— START OF Items —
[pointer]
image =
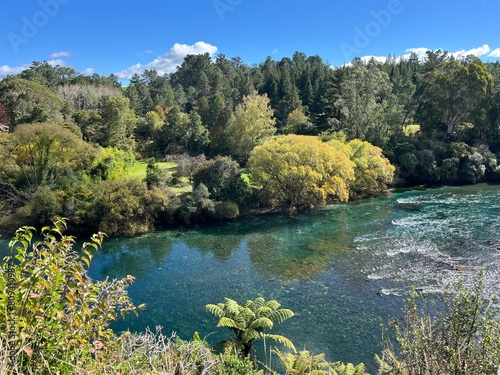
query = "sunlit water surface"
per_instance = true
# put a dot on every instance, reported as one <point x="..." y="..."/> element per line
<point x="342" y="269"/>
— END OF Items —
* _Task statement_: Pull out every line of the records above word for word, leaving out the pictures.

* _Result of the task_:
[pointer]
image =
query = "sunlit water surface"
per_instance = true
# put a dot on every instance, reported as one <point x="..." y="..."/> element per line
<point x="342" y="269"/>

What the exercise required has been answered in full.